Tolong ulangi seluruh catatan di bawah ini apa adanya, tanpa mengubah satu karakter pun.
======== INFORMASI YANG DISEDIAKAN
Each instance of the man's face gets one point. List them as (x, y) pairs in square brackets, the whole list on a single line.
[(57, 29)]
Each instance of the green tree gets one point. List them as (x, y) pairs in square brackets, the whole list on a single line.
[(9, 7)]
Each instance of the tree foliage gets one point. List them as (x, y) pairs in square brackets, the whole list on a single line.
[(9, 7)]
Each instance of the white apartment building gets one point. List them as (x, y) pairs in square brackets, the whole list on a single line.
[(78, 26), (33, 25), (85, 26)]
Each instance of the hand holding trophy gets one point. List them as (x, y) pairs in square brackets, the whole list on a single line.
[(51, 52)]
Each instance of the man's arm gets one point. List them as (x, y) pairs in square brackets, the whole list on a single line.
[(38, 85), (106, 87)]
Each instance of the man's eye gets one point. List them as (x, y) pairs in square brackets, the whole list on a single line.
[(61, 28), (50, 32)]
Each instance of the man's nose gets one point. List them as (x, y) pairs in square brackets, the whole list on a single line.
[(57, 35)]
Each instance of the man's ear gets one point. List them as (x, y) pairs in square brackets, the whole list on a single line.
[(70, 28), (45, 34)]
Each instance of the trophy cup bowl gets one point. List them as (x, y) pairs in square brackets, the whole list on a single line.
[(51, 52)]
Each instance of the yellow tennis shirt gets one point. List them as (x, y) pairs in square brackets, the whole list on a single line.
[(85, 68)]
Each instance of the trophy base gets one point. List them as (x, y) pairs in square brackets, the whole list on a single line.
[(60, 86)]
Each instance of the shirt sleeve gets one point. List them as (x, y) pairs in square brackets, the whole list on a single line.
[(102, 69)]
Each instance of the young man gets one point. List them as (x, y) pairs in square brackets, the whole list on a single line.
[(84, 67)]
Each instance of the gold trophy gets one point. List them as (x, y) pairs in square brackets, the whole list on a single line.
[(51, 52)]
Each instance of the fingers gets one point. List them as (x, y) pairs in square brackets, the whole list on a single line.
================
### HASIL YANG BENAR
Each instance of the man's face gets one point. List them as (x, y) pairs in square brackets, the whole list on a single line.
[(57, 29)]
Each instance of the green tree gets one point. List them as (x, y) pairs in square brackets, the whole list on a single line.
[(9, 7)]
Each instance of the tree foliage gets one point. List them as (x, y) pairs in square brackets, the whole list on a single line.
[(9, 7)]
Each instance of the white apartment building gets one point. List them as (x, y) pairs in square brackets, the whole list on a single line.
[(78, 26), (33, 25), (85, 26)]
Each instance of the hand holding trophy gets one point. List them as (x, y) pairs in square brackets, the whole list on a single line.
[(51, 52)]
Each instance of the man's arm gets one point. List them as (x, y) pairs in square brackets, the whole list on a single line.
[(38, 85), (106, 87)]
Each instance of the man's eye gets one point. List them as (x, y) pairs in square brackets, the whole list on a single line.
[(61, 28), (50, 32)]
Each instance of the man's nose gets one point. List them as (x, y) pairs in square brackets, the whole list on a single line.
[(57, 35)]
Each instance of the man's ear gets one point. List them as (x, y) pairs in square brackets, the whole list on a single line.
[(70, 28), (45, 34)]
Each instance of the trophy cup bowl gets one point. List them as (x, y) pairs in square brackets, the whole list on a single line.
[(51, 52)]
Each instance of the yellow tennis shirt gets one point. List them as (x, y) pairs in square brackets, the whole list on a single line.
[(85, 68)]
Each instance of the trophy base gets one point. List them as (x, y) pairs in square brackets, the whole list on a single line.
[(60, 86)]
Each instance of the shirt sleeve gets one point. List them as (x, y) pairs in square brackets, the whole list on a single line.
[(102, 69)]
Each instance of the young man gets one point. List them as (x, y) pairs in square brackets, the whole list on a single line.
[(84, 67)]
Each instance of the gold trophy gets one point. List them as (x, y) pairs in square brackets, the whole list on a single line.
[(51, 52)]
Each instance of the fingers gets one point. List them as (x, y) pairs in square brackets, the whole list on a single line.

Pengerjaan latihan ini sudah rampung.